▶ **ESTRATTO**
.....
Di seguito si riporta la rappresentazione di questi fattori.

Le riforme della PA avviate con l’agenda politica del governo Draghi stanno intervenendo su vari di questi fattori:

  • “Strategia” (Strategy) – il Patto per l’innovazione del lavoro pubblico e la coesione sociale evidenzia gli obiettivi di riforma perseguiti: ruolo della Pubblica Amministrazione quale “motore di sviluppo”, semplificazione dei processi, valorizzazione e investimento nel capitale umano. Tali obiettivi sono stati poi oggetto di articolazione sia all’interno del Programma Nazionale di Ripresa e Resilienza presentato all’UE, sia all’interno dei successivi atti adottati dal Ministro per la Pubblica Amministrazione (vedasi innanzitutto il Piano strategico per la valorizzazione e lo sviluppo del capitale umano).
  • “Sistemi” (Systems) – si pensi agli investimenti per l’adozione di sistemi informativi integrati di gestione quali, innanzitutto, il Piano integrato di attività e di organizzazione (PIAO), volto a semplificare e integrare i vari processi e momenti di pianificazione che interessano le Amministrazioni; e, inoltre, gli interventi per la semplificazione e digitalizzazione di procedure e processi;
  • “Risorse umane” (Staff) – gli interventi in questo ambito sono particolarmente articolati, andando dalle nuove regole e strumenti (INPA) previsti per le assunzioni e il reclutamento, all’introduzione di percorsi di mobilità verticale (v. introduzione della nuova area di inquadramento per le “elevate professionalità” e la possibilità di accesso alla categoria di inquadramento superiore sulla base di selezioni basate sulla valutazione dei risultati conseguiti nel percorso lavorativo); alla incentivazione della mobilità orizzontale e, ultimo ma non meno importante, all’utilizzo esteso della formazione destinata all’intera popolazione dei dipendenti pubblici;
  • Competenze (Skills) – si pensi alla riprogettazione del sistema dei profili professionali, in un inedito modello articolato per conoscenze, competenze e capacità caratteristiche della posizione da ricoprire, come anche all’individuazione dei gap di competenze esistenti da soddisfare mediante interventi formativi mirati;
  • Valori (Shared values) – i valori, le assunzioni tacite che permeano un’organizzazione o parti della stessa, sono posti al centro di tutto il sistema di fattori. A tal riguardo, accanto ai valori da sempre perseguiti e oggetto dei codici di comportamento dei dipendenti pubblici – volti a garantire il buon andamento e l’imparzialità della P.A. come anche ad assicurare la maggiore efficienza ed efficacia dell’azione pubblica – sembrano aggiungersi quello della “valorizzazione del capitale umano”, declinato sia in termini di “attrazione dei migliori talenti” che in termini di “empowerment delle persone”.
.....
▶ **COSE DA FARE**
1. Stampa, senza alcuna modifica, il tratto del testo sulle riforme della pubblica amministrazione che va da "Le riforme della" fino a "del capitale umano).".
2. Seleziona ogni riga delle voci che contiene la parola "white", distinguendo tra maiuscole e minuscole.

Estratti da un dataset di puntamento
.....
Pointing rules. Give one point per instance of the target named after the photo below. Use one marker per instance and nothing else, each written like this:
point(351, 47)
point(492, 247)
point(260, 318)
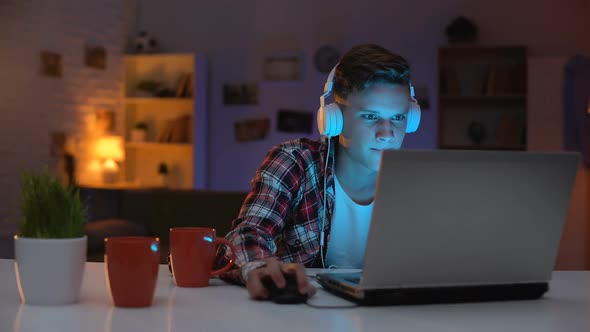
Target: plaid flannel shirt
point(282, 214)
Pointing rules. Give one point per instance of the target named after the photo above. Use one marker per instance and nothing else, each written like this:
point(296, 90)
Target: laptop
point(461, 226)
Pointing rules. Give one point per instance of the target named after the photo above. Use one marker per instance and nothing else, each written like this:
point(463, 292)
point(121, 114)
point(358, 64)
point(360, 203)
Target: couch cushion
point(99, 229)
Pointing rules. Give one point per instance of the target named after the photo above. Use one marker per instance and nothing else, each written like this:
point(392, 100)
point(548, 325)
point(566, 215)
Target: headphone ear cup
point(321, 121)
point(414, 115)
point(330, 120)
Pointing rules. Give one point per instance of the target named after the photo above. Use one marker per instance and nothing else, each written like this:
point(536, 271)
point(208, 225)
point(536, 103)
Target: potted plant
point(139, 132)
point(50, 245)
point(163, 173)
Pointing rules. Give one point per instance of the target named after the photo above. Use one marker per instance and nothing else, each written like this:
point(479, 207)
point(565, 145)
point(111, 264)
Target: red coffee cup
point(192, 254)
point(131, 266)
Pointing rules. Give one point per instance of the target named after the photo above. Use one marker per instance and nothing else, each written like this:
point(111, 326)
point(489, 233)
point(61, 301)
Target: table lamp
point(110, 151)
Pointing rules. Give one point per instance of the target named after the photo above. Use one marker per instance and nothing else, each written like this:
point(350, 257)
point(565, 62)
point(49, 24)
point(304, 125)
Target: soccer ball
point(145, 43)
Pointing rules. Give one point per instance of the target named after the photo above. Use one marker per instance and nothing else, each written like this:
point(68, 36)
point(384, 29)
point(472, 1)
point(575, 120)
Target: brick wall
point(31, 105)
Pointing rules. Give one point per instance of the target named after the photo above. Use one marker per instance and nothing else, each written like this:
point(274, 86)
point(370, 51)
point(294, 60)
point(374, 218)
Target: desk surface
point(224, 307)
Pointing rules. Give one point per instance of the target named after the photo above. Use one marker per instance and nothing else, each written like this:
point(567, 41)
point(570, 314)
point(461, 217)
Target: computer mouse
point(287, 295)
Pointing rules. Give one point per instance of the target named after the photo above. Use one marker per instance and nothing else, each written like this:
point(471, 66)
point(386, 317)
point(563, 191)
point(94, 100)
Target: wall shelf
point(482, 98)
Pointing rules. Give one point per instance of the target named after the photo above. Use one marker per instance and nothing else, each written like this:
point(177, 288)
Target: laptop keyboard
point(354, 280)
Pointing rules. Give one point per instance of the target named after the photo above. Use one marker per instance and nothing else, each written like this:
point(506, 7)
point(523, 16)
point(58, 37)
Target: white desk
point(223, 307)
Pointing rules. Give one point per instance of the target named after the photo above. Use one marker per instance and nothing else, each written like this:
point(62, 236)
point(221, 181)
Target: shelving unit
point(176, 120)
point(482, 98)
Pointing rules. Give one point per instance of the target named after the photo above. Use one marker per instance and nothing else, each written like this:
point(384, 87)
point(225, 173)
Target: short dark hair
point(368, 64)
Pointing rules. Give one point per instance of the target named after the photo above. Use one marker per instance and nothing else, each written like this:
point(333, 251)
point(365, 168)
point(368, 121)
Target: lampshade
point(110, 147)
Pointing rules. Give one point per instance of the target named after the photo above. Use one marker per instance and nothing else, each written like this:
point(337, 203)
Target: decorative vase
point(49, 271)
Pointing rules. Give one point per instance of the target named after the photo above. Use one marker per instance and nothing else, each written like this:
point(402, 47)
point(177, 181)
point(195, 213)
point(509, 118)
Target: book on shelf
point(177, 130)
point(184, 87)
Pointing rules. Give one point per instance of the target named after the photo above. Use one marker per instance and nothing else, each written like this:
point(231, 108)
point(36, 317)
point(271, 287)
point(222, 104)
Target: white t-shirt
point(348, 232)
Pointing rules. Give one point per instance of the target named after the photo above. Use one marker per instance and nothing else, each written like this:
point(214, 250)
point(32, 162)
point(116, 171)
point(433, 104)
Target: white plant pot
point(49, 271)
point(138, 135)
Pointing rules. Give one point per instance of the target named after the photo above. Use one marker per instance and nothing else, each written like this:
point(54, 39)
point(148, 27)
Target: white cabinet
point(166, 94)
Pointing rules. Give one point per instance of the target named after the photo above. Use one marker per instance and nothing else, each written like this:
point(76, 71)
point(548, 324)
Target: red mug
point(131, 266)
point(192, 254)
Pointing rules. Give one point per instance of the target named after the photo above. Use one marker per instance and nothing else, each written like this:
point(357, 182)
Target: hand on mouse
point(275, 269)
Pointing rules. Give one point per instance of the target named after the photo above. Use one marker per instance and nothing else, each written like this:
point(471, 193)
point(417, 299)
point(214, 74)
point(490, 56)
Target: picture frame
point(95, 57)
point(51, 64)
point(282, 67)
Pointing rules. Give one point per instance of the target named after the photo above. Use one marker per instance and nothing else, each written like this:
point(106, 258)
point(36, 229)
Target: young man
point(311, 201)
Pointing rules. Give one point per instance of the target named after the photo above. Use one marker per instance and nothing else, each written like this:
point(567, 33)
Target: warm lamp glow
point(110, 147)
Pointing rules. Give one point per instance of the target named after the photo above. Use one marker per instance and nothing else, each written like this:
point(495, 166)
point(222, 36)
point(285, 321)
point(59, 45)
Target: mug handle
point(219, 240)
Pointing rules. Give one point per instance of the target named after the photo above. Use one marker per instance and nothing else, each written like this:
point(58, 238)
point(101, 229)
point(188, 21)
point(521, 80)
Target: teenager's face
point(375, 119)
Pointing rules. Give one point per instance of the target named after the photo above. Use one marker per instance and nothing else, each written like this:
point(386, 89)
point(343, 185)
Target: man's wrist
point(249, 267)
.....
▶ **RISPOSTE IN ORDINE**
1.
Le riforme della PA avviate con l’agenda politica del governo Draghi stanno intervenendo su vari di questi fattori:

  • “Strategia” (Strategy) – il Patto per l’innovazione del lavoro pubblico e la coesione sociale evidenzia gli obiettivi di riforma perseguiti: ruolo della Pubblica Amministrazione quale “motore di sviluppo”, semplificazione dei processi, valorizzazione e investimento nel capitale umano. Tali obiettivi sono stati poi oggetto di articolazione sia all’interno del Programma Nazionale di Ripresa e Resilienza presentato all’UE, sia all’interno dei successivi atti adottati dal Ministro per la Pubblica Amministrazione (vedasi innanzitutto il Piano strategico per la valorizzazione e lo sviluppo del capitale umano).

2.
Target: white desk
Target: white t-shirt
Target: white plant pot
Target: white cabinet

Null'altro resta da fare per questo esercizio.